Russian writer (1868-1927)

Semyon Solomonovich Yushkevich (Семён Соломонович Юшкевич, July 12, 1868 - December 2, 1927), was a Russian language writer, and playwright and a member of the Moscow literary group Sreda. He was a representative of the Jewish-Russian school of literature.

Yushkevich studied medicine at the Sorbonne, before beginning his writing career.

Yushkevich's first story was published in 1897, entitled "The Tailor: From Jewish Daily Life" (Портной. Из еврейского быта) in Russkoye Bogatstvo. Yushkevich wrote for the theater, including the 1906 play King (Король). His 1910 play Miserere was staged at the Moscow Art Theatre. Yushkevich wrote novels as well, such as Leon Drei (Леон Дрей). He contributed to the publications Русском Богатстве, Восходе, Мире Божьем, Журнале для всех and others.

During Yushkevich's lifetime, in Petrograd, a 15-volume collection of his works was published.

Yushkevich spent time in Berlin following the Kishinev Pogrom in 1903. Yushkevich emigrated in 1920. He lived in Romania, France, the United States, and Germany before his death in Paris in 1927. Two pieces, "Jewish Luck" (Еврейское Счастье ) and "The Automobile" (Автомобиль) were republished in 2004.

■ DATA RECORDS

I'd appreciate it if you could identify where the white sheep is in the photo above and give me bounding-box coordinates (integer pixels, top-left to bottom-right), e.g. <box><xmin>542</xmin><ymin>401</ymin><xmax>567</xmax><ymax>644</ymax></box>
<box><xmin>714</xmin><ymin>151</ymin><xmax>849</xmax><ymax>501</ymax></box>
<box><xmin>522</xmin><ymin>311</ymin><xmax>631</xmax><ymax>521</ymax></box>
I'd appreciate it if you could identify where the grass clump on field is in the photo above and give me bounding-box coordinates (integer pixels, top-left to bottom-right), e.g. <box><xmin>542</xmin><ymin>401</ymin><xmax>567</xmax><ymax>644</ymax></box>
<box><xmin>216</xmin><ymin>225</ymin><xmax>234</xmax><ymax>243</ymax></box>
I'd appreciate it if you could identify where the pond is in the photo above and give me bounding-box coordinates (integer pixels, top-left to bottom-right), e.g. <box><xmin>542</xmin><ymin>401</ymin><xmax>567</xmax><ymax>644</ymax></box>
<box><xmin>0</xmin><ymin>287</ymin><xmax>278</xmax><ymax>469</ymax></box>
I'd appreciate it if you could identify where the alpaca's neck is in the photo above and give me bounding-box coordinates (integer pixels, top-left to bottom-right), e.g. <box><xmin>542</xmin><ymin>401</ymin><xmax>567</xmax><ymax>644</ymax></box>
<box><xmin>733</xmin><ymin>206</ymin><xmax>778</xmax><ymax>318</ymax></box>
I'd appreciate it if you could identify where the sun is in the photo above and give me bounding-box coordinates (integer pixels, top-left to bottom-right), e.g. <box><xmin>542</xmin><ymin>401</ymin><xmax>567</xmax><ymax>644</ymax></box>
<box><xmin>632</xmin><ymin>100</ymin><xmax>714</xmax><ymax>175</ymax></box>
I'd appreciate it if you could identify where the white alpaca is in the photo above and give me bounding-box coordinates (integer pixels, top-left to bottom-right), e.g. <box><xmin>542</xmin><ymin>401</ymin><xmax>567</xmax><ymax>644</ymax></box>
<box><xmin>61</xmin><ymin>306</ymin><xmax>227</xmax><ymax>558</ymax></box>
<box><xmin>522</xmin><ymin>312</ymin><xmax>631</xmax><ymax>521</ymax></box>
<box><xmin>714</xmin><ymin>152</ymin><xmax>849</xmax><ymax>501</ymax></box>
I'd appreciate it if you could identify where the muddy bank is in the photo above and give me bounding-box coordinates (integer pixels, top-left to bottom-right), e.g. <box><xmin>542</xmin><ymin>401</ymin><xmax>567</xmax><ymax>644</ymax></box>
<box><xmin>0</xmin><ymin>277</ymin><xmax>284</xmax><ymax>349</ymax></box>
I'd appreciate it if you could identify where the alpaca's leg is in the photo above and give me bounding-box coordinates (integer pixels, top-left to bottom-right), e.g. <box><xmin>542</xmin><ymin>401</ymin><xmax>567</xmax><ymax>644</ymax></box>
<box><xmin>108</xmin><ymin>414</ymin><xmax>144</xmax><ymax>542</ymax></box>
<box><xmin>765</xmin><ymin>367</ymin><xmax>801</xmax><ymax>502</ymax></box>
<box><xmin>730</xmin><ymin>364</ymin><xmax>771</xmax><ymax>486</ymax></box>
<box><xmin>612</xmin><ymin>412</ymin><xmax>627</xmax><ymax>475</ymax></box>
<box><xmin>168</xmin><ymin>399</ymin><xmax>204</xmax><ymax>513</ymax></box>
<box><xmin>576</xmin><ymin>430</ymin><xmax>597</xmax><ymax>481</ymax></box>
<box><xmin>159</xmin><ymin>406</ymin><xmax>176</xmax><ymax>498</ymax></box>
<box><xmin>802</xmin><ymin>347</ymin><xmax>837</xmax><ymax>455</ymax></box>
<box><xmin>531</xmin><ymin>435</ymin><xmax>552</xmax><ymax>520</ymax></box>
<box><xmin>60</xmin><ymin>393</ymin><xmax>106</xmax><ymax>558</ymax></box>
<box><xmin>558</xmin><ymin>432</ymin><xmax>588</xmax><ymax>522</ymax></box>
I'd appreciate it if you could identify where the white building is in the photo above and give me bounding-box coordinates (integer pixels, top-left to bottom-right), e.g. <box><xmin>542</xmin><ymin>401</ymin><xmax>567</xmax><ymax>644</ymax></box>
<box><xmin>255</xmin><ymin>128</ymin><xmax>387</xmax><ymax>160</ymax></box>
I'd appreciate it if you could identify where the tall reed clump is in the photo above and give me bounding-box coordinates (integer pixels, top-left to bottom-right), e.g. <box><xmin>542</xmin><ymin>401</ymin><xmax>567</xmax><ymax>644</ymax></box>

■ WHAT YOU WILL DO
1) Summarize the biography of Semyon Yushkevich in two sentences.
2) In two sentences, explain how the Yushkevich biography backs up its statement that he wrote for the theater.
Rely only on the text about Semyon Yushkevich, not outside knowledge.

■ ANSWERS IN ORDER
1) Semyon Solomonovich Yushkevich (1868–1927) was a Russian-language writer and playwright of the Jewish-Russian school and a member of the Moscow literary group Sreda. He studied medicine at the Sorbonne, published his first story in 1897, wrote plays and novels, emigrated in 1920, and died in Paris in 1927.

2) The biography names his 1906 play King as one of his theater works. It also cites his 1910 play Miserere, which was staged at the Moscow Art Theatre.